====== RECORD SET ======

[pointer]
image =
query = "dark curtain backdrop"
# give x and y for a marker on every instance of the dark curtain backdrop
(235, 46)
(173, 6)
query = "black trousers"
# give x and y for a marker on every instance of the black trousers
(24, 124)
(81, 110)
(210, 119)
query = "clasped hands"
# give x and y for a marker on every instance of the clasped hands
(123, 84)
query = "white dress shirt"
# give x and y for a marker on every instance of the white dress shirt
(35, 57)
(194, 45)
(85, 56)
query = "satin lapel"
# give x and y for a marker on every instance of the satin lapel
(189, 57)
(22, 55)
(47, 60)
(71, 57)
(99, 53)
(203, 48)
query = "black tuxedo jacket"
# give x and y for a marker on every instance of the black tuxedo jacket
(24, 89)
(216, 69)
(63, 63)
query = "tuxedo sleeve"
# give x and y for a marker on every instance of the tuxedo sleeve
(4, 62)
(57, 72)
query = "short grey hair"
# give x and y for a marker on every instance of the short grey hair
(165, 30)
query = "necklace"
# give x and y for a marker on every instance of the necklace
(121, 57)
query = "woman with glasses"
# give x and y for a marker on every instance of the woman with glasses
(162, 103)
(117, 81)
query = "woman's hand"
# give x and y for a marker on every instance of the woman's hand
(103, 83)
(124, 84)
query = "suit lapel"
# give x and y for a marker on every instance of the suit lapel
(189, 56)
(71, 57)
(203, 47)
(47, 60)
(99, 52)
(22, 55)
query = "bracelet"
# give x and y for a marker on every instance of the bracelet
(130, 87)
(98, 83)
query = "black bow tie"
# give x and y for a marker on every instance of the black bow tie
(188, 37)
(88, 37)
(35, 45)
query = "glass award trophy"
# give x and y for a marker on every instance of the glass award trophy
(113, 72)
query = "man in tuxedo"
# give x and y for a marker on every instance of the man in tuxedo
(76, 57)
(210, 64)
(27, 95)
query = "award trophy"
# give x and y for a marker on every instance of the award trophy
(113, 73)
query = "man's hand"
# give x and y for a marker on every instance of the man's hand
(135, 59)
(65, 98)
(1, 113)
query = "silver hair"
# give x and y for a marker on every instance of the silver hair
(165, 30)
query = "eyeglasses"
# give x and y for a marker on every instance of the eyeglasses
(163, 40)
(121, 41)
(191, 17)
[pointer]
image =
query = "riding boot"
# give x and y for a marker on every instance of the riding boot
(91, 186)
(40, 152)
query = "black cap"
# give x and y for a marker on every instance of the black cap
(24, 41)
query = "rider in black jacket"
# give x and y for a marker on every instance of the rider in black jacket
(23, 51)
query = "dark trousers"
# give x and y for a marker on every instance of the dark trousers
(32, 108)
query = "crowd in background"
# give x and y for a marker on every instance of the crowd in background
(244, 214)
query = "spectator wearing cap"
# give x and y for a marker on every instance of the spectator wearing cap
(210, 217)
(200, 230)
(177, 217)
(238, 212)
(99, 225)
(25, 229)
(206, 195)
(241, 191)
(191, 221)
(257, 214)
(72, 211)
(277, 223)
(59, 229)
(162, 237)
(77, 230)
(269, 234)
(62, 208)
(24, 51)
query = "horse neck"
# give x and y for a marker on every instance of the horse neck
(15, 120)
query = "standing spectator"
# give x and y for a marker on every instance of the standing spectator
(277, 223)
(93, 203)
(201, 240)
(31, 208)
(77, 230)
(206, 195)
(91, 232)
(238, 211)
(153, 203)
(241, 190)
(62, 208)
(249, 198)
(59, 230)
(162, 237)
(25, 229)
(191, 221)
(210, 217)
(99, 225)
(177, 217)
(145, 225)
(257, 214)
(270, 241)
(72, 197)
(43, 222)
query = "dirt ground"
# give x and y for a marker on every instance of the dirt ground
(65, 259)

======

◆ **AIM**
Give an exact repetition of all the material.

◆ **OUTPUT FOR THIS EXERCISE**
[pointer]
image =
query = "dark curtain backdrop"
# give x and y for a marker on every instance of the dark curtain backdrop
(235, 46)
(173, 6)
query = "black trousers"
# give x and y for a marker on every instance of the black trousers
(24, 124)
(81, 110)
(210, 119)
query = "clasped hands"
# give x and y for a marker on every instance of the clasped hands
(123, 84)
query = "white dress shirt"
# give x and y for a marker on every instance of the white dress shirt
(35, 57)
(194, 45)
(85, 56)
query = "satin lapel"
# give x and y for a marker on every instance of the satin lapel
(189, 57)
(22, 55)
(47, 60)
(71, 57)
(99, 53)
(203, 48)
query = "black tuxedo jacket"
# give x and y for a marker on every instance of the black tuxedo jacket
(24, 89)
(216, 69)
(63, 63)
query = "tuxedo sleeve"
# give x and y for a marker on every instance of the tuxedo sleeve
(4, 62)
(57, 72)
query = "short grey hair"
# give x and y for a marker on every instance of the short grey hair
(165, 30)
query = "necklace"
# give x and y for a marker on every instance of the necklace
(121, 57)
query = "woman with glasses"
# give x and y for a marker on every instance of the woman with glasses
(162, 103)
(117, 81)
query = "woman's hand"
# give x and y for a marker on every instance of the woman's hand
(103, 83)
(124, 84)
query = "suit lapel"
# give x and y for a marker on every instance of the suit lapel
(189, 56)
(71, 57)
(203, 47)
(47, 60)
(99, 52)
(22, 55)
query = "bracelet"
# give x and y for a marker on every instance of the bracelet
(130, 87)
(98, 83)
query = "black bow tie"
# give x and y for a marker on every instance of the black bow tie
(188, 37)
(88, 37)
(35, 45)
query = "glass award trophy"
# give x and y for a marker on every instance of the glass award trophy
(113, 72)
query = "man in tuxedo"
# give x and y for a marker on every instance of the man in tuxedo
(76, 57)
(210, 64)
(27, 95)
query = "award trophy"
# give x and y for a marker on every instance of the award trophy
(113, 73)
query = "man's hand"
# give x and y for a marker on every instance of the man's hand
(135, 59)
(65, 98)
(1, 113)
query = "silver hair"
# give x and y for a marker on every instance of the silver hair
(165, 30)
query = "eyeglasses"
# give x and y for a marker on every instance of the eyeglasses
(163, 40)
(121, 41)
(191, 17)
[pointer]
image =
query = "riding boot"
# give x and y for a marker on every instance of the riding boot
(91, 186)
(40, 152)
query = "black cap"
# give x and y for a marker on every instance of the black cap
(24, 41)
query = "rider in black jacket"
# give x and y for a marker on every instance of the rider in black jacket
(23, 51)
query = "dark trousers"
# give x and y for a marker on every instance of the dark trousers
(32, 108)
query = "crowd in background"
# give x and y for a marker on every instance of the crowd in background
(244, 214)
query = "spectator wearing cap"
# give x and y for a marker on every instance of the spectator wearing cap
(210, 217)
(200, 230)
(177, 217)
(238, 212)
(99, 225)
(25, 229)
(206, 195)
(241, 191)
(191, 221)
(257, 214)
(72, 211)
(277, 223)
(59, 229)
(162, 237)
(77, 230)
(269, 234)
(62, 208)
(24, 51)
query = "horse neck"
# give x and y for a marker on every instance of the horse neck
(15, 120)
query = "standing spectator"
# give x and y for a marker on every instance of the standing spectator
(277, 223)
(93, 203)
(201, 240)
(31, 208)
(77, 230)
(206, 195)
(91, 232)
(238, 211)
(153, 203)
(241, 190)
(62, 208)
(249, 198)
(59, 230)
(162, 237)
(25, 229)
(191, 221)
(210, 217)
(99, 225)
(177, 217)
(145, 225)
(257, 214)
(270, 241)
(72, 197)
(43, 222)
query = "dirt ground"
# give x and y for a marker on every instance of the dirt ground
(65, 259)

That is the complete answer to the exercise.